Evidence at hearing is documentary and oral. The appellant's bundle is the spine of the case: a clear chronology, witness statements signed and dated, supporting documents indexed and paginated, expert reports where relevant (psychiatric, country, finance), and a skeleton argument setting out the legal case. The Home Office bundle sets out the basis of refusal.
Witness evidence is examined-in-chief by the appellant's representative (the witness adopts their statement), cross-examined by the Home Office Presenting Officer, and re-examined where new points have arisen. Credibility findings on the appellant and on supporting witnesses are central to most appeals, especially Family route appeals where relationship genuineness is in issue.
Representation is not legally required but is heavily advantageous. The tribunal is a court of record applying the Immigration Rules, the case law, and the Civil Procedure-style rules of evidence. Self-representing applicants in this environment struggle on procedure, on identifying the legal issues, and on cross-examination. The standard practice is representation by a Level 3 OISC adviser, an SRA-authorised solicitor with immigration practice rights, or a barrister with appropriate experience.

^^^^

▶ [Given task] According to the passage on appeal hearings, who cross-examines witnesses? Please rely only on the passage on appeal hearings.

▶ [Available data]
^^^^

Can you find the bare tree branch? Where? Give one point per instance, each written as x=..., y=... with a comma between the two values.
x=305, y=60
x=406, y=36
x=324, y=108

^^^^

▶ [Exercise solution] The Home Office Presenting Officer.